Exercise details
Please repeat the whole listing exactly, but leave out any picture it holds.
┄┄┄┄┄┄┄┄┄┄┄┄┄┄┄┄┄┄┄┄
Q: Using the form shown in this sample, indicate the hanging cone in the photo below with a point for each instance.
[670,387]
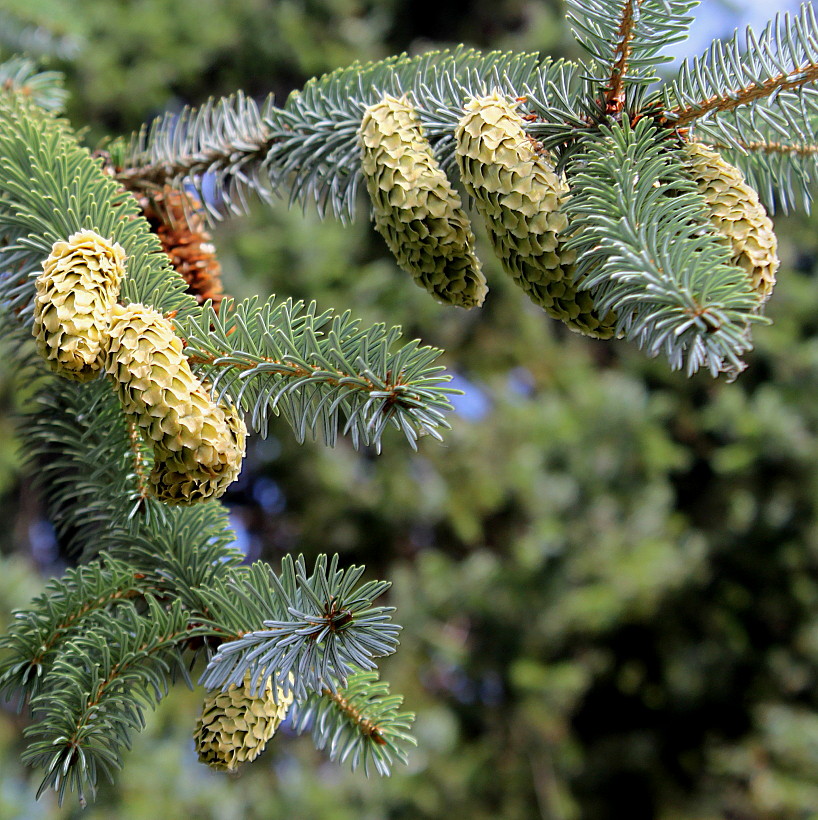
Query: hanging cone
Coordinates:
[75,293]
[234,726]
[520,197]
[737,214]
[175,218]
[198,444]
[416,209]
┄┄┄┄┄┄┄┄┄┄┄┄┄┄┄┄┄┄┄┄
Output for this task
Q: Using the form shown in this sample, indicate the hanging cone in the photo below with a point for each instance.
[670,387]
Query: hanging cone
Coordinates:
[75,293]
[234,726]
[520,197]
[737,214]
[175,218]
[198,444]
[416,209]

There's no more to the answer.